* Reading passage:
Confronting Bullying-related Suicide
How Can We Create a World Where All Young People Feel Safe?
By Rev. Meg Riley, UUA Church of the Larger Fellowship
When I was in my twenties, I worked in a residential center for teens. These were kids who were abused, abandoned, between foster homes. They were troubled kids.
Life at the shelter wasn’t easy, but there was a strong and healthy staff. The staff operated with a strong awareness of family systems—that the way teens were behaving, which might look illogical to us, was a response to family systems (often augmented by social service systems) in which such behavior filled a need.
Furthermore, when the tenor of the teen residents would veer off course, one of the first questions we would always be asked in staff meetings was, Could there be something in the staff itself which was modeling their behavior—were we mad at each other about something, was there a staff member not pulling her or his weight, was someone in the staff checked out and causing a vacuum?
Those staff meetings could resemble therapy groups. But what I learned was that, 90 percent of the time, if the adults addressed what was going on with us, if we took seriously the ways which we were not present, the teens shaped up. Their life struggles didn’t go away–we didn’t turn into Mayberry—but life in the shelter got markedly better.
I have been reflecting on this, as I watch all of the sudden attention to homophobic bullying, which has recently resulted in four publicized suicides and countless others we’ll never know about, for teens and young adults. Comments after articles I read tend to have a “Throw the book at those bullies! Lock them up for life!” quality. I don’t hear people asking the question which was asked at the residential facility where I worked: Is there something adult culture is modeling which these teens are emulating, albeit in a less nuanced, more stark fashion?

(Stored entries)
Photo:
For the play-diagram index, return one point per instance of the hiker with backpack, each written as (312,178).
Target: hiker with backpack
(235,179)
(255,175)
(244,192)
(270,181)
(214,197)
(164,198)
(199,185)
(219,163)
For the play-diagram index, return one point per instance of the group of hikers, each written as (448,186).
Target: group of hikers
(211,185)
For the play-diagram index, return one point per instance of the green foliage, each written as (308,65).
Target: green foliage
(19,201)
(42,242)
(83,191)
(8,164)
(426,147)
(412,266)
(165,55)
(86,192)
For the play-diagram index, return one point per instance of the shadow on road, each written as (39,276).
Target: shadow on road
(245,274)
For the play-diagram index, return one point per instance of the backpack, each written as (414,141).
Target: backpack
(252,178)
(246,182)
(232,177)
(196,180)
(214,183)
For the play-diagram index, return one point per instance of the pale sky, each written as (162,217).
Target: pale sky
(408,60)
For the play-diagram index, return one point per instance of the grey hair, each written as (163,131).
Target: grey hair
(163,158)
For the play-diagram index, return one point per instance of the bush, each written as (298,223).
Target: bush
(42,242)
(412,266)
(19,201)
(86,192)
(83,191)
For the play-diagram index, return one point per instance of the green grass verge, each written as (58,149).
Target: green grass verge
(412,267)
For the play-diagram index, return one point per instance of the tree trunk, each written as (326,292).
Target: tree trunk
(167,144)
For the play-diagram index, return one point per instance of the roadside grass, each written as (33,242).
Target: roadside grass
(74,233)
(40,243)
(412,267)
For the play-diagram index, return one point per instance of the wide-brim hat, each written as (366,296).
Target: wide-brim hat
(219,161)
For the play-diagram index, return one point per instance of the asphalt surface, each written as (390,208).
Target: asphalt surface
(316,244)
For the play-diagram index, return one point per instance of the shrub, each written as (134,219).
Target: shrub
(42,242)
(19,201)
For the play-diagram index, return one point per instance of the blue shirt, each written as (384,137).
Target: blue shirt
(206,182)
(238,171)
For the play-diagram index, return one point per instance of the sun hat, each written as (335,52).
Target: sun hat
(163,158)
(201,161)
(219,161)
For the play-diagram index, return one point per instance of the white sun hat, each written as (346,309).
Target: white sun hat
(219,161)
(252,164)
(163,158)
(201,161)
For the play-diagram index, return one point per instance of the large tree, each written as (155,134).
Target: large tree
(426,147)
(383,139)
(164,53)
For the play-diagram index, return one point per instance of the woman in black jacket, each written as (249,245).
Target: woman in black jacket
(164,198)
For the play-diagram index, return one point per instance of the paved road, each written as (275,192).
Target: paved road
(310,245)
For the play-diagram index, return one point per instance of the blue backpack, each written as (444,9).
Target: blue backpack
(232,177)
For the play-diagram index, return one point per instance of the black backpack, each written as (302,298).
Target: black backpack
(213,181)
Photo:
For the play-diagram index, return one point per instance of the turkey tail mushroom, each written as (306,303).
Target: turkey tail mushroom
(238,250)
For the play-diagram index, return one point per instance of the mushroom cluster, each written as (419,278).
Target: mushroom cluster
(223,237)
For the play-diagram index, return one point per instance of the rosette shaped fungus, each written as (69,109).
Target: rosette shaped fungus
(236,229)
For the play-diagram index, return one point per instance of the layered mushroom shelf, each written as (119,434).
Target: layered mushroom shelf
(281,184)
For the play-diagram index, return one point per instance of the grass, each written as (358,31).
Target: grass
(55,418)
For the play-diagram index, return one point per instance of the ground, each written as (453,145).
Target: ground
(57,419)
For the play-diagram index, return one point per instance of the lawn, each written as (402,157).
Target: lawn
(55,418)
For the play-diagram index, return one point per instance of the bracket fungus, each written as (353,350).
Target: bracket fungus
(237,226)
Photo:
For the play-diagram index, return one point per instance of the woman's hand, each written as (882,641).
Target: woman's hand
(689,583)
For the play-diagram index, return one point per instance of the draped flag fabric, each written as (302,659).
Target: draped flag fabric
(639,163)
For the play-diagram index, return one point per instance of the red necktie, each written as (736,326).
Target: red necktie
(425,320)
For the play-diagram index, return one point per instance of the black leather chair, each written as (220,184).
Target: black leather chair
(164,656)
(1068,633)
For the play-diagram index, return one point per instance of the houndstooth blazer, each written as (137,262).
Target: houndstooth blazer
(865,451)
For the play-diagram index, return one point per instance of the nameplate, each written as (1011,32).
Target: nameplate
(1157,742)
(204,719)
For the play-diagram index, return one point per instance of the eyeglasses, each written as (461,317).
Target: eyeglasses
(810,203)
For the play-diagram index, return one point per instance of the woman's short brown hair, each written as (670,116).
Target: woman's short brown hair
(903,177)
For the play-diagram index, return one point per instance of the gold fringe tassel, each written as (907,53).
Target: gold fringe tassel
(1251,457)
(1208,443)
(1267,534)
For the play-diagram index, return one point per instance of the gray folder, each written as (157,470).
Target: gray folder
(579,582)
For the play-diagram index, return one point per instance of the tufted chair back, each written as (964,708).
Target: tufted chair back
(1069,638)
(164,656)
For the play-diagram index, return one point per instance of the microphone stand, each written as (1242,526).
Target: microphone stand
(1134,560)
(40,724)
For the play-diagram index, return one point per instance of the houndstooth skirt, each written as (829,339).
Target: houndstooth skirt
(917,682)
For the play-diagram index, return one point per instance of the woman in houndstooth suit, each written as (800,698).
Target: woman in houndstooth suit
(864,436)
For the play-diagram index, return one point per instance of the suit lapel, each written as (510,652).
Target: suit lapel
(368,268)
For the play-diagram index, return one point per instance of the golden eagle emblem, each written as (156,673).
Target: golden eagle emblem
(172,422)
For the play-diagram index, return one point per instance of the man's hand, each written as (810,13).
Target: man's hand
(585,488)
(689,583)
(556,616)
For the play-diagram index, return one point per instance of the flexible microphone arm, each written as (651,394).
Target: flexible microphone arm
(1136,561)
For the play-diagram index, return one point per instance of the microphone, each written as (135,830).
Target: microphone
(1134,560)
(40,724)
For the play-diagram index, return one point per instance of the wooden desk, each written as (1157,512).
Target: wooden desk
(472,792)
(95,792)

* Problem A: The essay on bullying-related suicide describes the shelter's staff meetings. List the specific problems within the staff that those meetings asked about when the teen residents veered off course.
* Problem B: Write the next part of the essay on bullying-related suicide, picking up after its final sentence.

* Written response A:
- Were the staff members mad at each other about something?
- Was there a staff member not pulling her or his weight?
- Was someone in the staff checked out and causing a vacuum?

* Written response B:
In the half century I have been watching life on this planet, I believe I have watched the United States become a more cruel and less caring place. This is true of the social policies we have created in many cases—eliminating safety nets for the poor, allowing “freedom” for a tiny minority to mean that their wealth eclipses the basic needs of the great majority, allowing people to die because they don’t have health insurance. But it’s not just policy. There is, just plain, less connection and care in our daily lives. There is less occasion for many of us to talk to neighbors, less time for overworked people of all social classes to care for children, more willingness to treat each other as annoying obstacles on overcrowded highways.
That is why I am proud to put on an unflattering orange-gold t-shirt, day after day, with the word LOVE emblazoned across my chest. Lord knows it’s not to look good! I want to remind myself, and to tell everyone who sees me, including young people, that no matter how imperfectly I embody it, LOVE is the reason I get up in the morning and standing on the side of love is my aspiration.
What would it mean for adults in our culture to ask ourselves, “What are we doing that creates the apparent increase in bullying of gay or marginalized kids?” If we asked ourselves, “How do my actions in the day conflict with my aspiration to stand on the side of love?” I wonder what thoughts would emerge, going beyond the obvious, if we thought about how to create a world for kids where they could feel safe, no matter what their identities?